◆ What needs to be done: Reproduce all of the records exactly.

◆ Provided information:
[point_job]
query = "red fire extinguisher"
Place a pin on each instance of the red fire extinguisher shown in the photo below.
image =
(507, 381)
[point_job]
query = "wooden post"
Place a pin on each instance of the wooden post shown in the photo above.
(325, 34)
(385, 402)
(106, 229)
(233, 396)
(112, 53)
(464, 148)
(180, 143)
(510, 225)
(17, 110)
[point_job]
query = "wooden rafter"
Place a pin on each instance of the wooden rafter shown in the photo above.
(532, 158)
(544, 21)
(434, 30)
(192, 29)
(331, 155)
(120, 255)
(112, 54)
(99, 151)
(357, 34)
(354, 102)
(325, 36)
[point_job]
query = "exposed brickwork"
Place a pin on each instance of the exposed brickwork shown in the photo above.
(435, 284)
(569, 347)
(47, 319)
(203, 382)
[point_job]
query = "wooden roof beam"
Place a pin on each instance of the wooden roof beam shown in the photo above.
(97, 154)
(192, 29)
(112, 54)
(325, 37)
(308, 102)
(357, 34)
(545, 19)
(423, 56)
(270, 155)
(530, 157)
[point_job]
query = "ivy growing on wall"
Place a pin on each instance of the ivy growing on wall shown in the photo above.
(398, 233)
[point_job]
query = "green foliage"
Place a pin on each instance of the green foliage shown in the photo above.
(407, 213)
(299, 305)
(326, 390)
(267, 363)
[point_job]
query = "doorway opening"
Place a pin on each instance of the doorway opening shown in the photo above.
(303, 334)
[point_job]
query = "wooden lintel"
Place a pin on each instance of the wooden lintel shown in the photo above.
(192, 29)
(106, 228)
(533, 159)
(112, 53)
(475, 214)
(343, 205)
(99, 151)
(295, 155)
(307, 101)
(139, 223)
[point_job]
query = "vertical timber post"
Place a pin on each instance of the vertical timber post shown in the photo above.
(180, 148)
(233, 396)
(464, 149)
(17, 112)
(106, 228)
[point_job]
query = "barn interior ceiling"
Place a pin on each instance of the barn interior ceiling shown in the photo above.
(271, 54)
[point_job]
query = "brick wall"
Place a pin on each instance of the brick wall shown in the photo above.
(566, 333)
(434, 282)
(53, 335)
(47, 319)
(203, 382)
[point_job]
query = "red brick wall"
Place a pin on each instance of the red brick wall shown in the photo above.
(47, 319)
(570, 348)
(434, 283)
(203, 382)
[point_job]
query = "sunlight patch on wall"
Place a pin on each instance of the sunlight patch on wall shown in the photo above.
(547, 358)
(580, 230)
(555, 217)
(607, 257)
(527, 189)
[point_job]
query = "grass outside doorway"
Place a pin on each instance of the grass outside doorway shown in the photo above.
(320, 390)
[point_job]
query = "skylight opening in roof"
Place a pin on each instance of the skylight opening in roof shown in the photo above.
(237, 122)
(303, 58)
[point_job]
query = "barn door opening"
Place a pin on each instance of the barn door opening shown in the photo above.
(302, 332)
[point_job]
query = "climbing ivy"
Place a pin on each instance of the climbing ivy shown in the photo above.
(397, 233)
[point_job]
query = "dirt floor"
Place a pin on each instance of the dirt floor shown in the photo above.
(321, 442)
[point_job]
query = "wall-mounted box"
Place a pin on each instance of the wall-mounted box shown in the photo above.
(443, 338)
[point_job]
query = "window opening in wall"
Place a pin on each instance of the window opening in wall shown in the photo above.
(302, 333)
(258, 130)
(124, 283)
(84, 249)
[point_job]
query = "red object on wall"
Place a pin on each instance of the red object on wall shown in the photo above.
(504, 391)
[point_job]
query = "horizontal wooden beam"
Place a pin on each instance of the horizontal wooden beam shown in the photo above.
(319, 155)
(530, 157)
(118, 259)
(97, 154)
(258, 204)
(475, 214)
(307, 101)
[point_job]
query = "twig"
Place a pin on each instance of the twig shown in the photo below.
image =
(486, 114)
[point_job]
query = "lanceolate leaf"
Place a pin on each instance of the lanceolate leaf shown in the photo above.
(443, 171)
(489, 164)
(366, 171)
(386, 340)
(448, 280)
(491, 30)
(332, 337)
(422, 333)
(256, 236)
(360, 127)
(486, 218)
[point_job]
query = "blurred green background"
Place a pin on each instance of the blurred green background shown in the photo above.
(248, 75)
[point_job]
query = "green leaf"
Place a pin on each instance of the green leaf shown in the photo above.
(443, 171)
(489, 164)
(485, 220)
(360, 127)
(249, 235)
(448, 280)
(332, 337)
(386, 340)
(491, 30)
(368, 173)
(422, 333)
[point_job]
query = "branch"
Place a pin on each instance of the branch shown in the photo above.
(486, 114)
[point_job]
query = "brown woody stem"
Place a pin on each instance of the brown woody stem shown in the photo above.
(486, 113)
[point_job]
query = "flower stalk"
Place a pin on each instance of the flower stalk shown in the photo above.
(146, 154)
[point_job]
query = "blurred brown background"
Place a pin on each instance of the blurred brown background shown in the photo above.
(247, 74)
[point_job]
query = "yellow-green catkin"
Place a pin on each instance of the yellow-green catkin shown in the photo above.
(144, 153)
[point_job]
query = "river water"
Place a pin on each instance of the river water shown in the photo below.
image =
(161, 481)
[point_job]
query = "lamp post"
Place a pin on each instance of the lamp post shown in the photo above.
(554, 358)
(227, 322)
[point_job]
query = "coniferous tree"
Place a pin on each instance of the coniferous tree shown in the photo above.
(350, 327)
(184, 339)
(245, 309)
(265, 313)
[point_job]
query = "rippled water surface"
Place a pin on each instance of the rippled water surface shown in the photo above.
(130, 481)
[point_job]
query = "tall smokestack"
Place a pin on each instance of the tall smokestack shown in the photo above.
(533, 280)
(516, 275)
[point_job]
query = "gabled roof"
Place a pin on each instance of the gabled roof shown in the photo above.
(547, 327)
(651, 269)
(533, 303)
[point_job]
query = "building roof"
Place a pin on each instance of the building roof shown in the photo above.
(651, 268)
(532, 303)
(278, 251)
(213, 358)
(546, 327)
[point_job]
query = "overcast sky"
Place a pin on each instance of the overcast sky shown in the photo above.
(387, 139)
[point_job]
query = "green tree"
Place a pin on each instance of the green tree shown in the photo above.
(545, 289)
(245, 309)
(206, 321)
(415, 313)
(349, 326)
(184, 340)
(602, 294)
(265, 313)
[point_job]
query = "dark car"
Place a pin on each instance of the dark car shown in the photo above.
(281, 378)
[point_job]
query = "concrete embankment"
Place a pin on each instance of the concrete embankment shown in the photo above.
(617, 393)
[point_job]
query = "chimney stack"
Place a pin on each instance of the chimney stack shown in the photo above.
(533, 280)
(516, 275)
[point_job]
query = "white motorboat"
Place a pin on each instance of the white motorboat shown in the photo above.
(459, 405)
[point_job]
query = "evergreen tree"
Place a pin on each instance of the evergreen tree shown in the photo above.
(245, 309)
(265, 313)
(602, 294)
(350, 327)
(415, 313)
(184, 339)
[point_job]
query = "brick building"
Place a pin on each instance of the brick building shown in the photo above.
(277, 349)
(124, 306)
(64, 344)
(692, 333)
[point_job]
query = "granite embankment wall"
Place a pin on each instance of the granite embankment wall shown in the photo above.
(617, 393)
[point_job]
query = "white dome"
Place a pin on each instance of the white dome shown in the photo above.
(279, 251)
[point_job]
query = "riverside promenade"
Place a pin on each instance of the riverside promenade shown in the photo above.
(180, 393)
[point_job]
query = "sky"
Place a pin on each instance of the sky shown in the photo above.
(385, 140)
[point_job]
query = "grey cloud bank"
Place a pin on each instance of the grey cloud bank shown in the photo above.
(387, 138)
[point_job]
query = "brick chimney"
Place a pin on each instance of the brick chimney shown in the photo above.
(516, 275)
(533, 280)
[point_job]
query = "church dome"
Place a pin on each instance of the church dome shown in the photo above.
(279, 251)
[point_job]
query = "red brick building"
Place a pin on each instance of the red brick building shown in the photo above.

◆ The answer:
[point_job]
query = "red fire extinguisher"
Place a pin on each instance of the red fire extinguisher shown in the photo below.
image =
(507, 381)
[point_job]
query = "wooden post"
Place a pin on each instance of the wooden post shown in the photo above.
(325, 34)
(385, 402)
(106, 229)
(233, 396)
(112, 53)
(464, 148)
(180, 143)
(510, 225)
(17, 110)
[point_job]
query = "wooden rafter"
Place a pin on each instance of the wooden rafter shown in the photo above.
(532, 158)
(544, 21)
(434, 30)
(192, 29)
(331, 155)
(120, 255)
(112, 54)
(99, 151)
(357, 34)
(354, 102)
(325, 36)
[point_job]
query = "exposed brickwork"
Place a pin on each instance of the exposed brickwork shown in the photo above.
(435, 284)
(569, 347)
(47, 319)
(203, 382)
[point_job]
query = "wooden roof beam"
Place a pin on each instance of the wooden roof beam shown in the photo above.
(97, 154)
(192, 29)
(112, 54)
(325, 37)
(308, 102)
(357, 34)
(545, 19)
(423, 56)
(270, 155)
(530, 157)
[point_job]
query = "ivy growing on wall"
Place a pin on each instance of the ivy growing on wall shown in the photo above.
(398, 233)
[point_job]
query = "green foliage"
Place a pin on each instance of the green foliage shown in the photo above.
(407, 213)
(299, 305)
(326, 390)
(267, 363)
[point_job]
query = "doorway opening"
Place a pin on each instance of the doorway opening shown in the photo above.
(303, 334)
[point_job]
query = "wooden lintel"
Place a pin on each instance of the wooden lintel shown in the photo above.
(192, 29)
(106, 228)
(533, 159)
(112, 53)
(475, 214)
(343, 205)
(99, 151)
(295, 155)
(307, 101)
(139, 223)
[point_job]
query = "vertical timber post"
Place a pin on each instance of the vertical timber post shown in the photo above.
(180, 148)
(233, 396)
(464, 149)
(17, 112)
(106, 228)
[point_job]
query = "barn interior ceiling"
Place a pin on each instance of the barn interior ceiling shown in the photo above.
(271, 54)
[point_job]
query = "brick wall"
Place a pin on each instance of the brick wall shown in the photo above.
(566, 333)
(434, 282)
(53, 335)
(47, 319)
(203, 382)
[point_job]
query = "red brick wall"
Place a pin on each instance of the red brick wall shown in the photo above.
(47, 319)
(570, 348)
(434, 283)
(203, 382)
[point_job]
query = "sunlight patch on wall"
Place a pin on each instance of the sunlight patch on wall shown in the photo above.
(547, 358)
(580, 230)
(555, 217)
(607, 257)
(527, 189)
[point_job]
query = "grass outside doorway"
Place a pin on each instance of the grass outside doorway shown in the photo above.
(320, 390)
[point_job]
query = "skylight opening in roof"
Place a pin on each instance of the skylight opening in roof shown in the photo above.
(237, 122)
(303, 58)
[point_job]
query = "barn door opening"
Place a pin on each instance of the barn door opening shown in the photo above.
(302, 332)
[point_job]
query = "climbing ivy"
Place a pin on each instance of the climbing ivy shown in the photo above.
(397, 233)
[point_job]
query = "dirt floor"
Place a pin on each instance of the dirt floor shown in the photo above.
(321, 442)
[point_job]
query = "wall-mounted box"
Place a pin on each instance of the wall-mounted box shown in the photo above.
(443, 338)
[point_job]
query = "window opening in wall"
Place a pin on each instance of the window opening in wall shown in the photo above.
(302, 333)
(258, 130)
(124, 283)
(84, 249)
[point_job]
query = "red object on wall"
Place a pin on each instance of the red object on wall shown in the photo above.
(504, 391)
[point_job]
query = "horizontal wooden beam"
Place a pin on each instance of the horizontal wooden beam shown in the photo above.
(319, 155)
(530, 157)
(118, 259)
(97, 154)
(258, 204)
(475, 214)
(307, 101)
[point_job]
query = "twig"
Place a pin on each instance of the twig shown in the photo below.
image =
(486, 114)
[point_job]
query = "lanceolate leaf"
Place a pin on each instance of the lanceolate leaf shown in the photo above.
(443, 171)
(489, 164)
(366, 171)
(386, 340)
(448, 280)
(491, 30)
(332, 337)
(422, 333)
(256, 236)
(360, 127)
(486, 218)
[point_job]
query = "blurred green background"
Place a pin on each instance of the blurred green background shown in the photo above.
(248, 75)
[point_job]
query = "green leaf"
Place a pin on each instance of the green leaf shown in the photo above.
(443, 171)
(489, 164)
(485, 220)
(360, 127)
(249, 235)
(448, 280)
(332, 337)
(386, 340)
(491, 30)
(368, 173)
(422, 333)
[point_job]
query = "branch"
Place a pin on each instance of the branch shown in the photo above.
(486, 114)
[point_job]
query = "brown woody stem"
Place a pin on each instance of the brown woody stem shown in the photo above.
(486, 113)
[point_job]
query = "flower stalk"
Place a pin on each instance of the flower stalk shown in the photo above.
(146, 154)
[point_job]
query = "blurred brown background"
Place a pin on each instance of the blurred brown background shown in the photo above.
(247, 74)
[point_job]
query = "yellow-green catkin"
Place a pin on each instance of the yellow-green catkin shown in the photo above.
(144, 153)
[point_job]
query = "river water"
Place a pin on each instance of the river water shown in the photo below.
image =
(161, 481)
[point_job]
query = "lamp post"
Place a pin on each instance of the lamp post shown in the photo above.
(554, 358)
(227, 322)
[point_job]
query = "coniferous tree"
Place a pin on each instance of the coniferous tree shown in the photo above.
(350, 327)
(184, 339)
(245, 309)
(265, 313)
[point_job]
query = "rippled water surface"
Place a pin on each instance of the rippled water surface shown in the photo above.
(130, 481)
[point_job]
query = "tall smokestack"
Place a pin on each instance of the tall smokestack shown in the photo above.
(533, 280)
(516, 275)
[point_job]
query = "gabled roof"
Place a pin on each instance of the gabled roof shown in the photo above.
(547, 327)
(651, 269)
(533, 303)
[point_job]
query = "building roof"
Place a pin on each instance of the building roof shown in the photo above.
(651, 268)
(532, 303)
(278, 251)
(213, 358)
(546, 327)
[point_job]
query = "overcast sky"
Place a pin on each instance of the overcast sky shown in the photo above.
(387, 139)
[point_job]
query = "green tree"
Place a pin on each instance of the green tree shown in the photo above.
(545, 289)
(245, 309)
(206, 321)
(415, 313)
(349, 326)
(184, 340)
(602, 294)
(265, 313)
[point_job]
query = "dark car"
Place a pin on each instance of the dark car shown in the photo above.
(281, 378)
[point_job]
query = "concrete embankment"
Place a pin on each instance of the concrete embankment shown in the photo above.
(617, 393)
[point_job]
query = "chimney stack"
Place a pin on each instance of the chimney stack shown in the photo above.
(533, 280)
(516, 275)
[point_job]
query = "white motorboat"
Place a pin on each instance of the white motorboat shown in the photo above.
(459, 405)
[point_job]
query = "evergreen tree"
Place a pin on each instance of the evergreen tree shown in the photo above.
(245, 309)
(265, 313)
(602, 294)
(350, 327)
(415, 313)
(184, 339)
[point_job]
query = "brick building"
Place a pin on each instance of the brick building shown in the photo above.
(277, 349)
(124, 306)
(64, 344)
(692, 333)
[point_job]
query = "granite embankment wall"
Place a pin on each instance of the granite embankment wall shown in the photo above.
(617, 393)
[point_job]
query = "white dome"
Place a pin on each instance of the white dome shown in the photo above.
(279, 251)
[point_job]
query = "riverside promenade"
Place a pin on each instance of the riverside promenade shown in the photo above.
(180, 393)
[point_job]
query = "sky"
Place a pin on each instance of the sky shown in the photo above.
(385, 140)
[point_job]
query = "grey cloud bank"
Place a pin on each instance of the grey cloud bank shown in the photo above.
(387, 138)
[point_job]
query = "brick chimney"
Place a pin on each instance of the brick chimney shown in the photo above.
(516, 275)
(533, 280)
[point_job]
query = "church dome"
Place a pin on each instance of the church dome shown in the photo above.
(279, 251)
[point_job]
query = "red brick building"
Place a pin on each instance of the red brick building shown in the photo above.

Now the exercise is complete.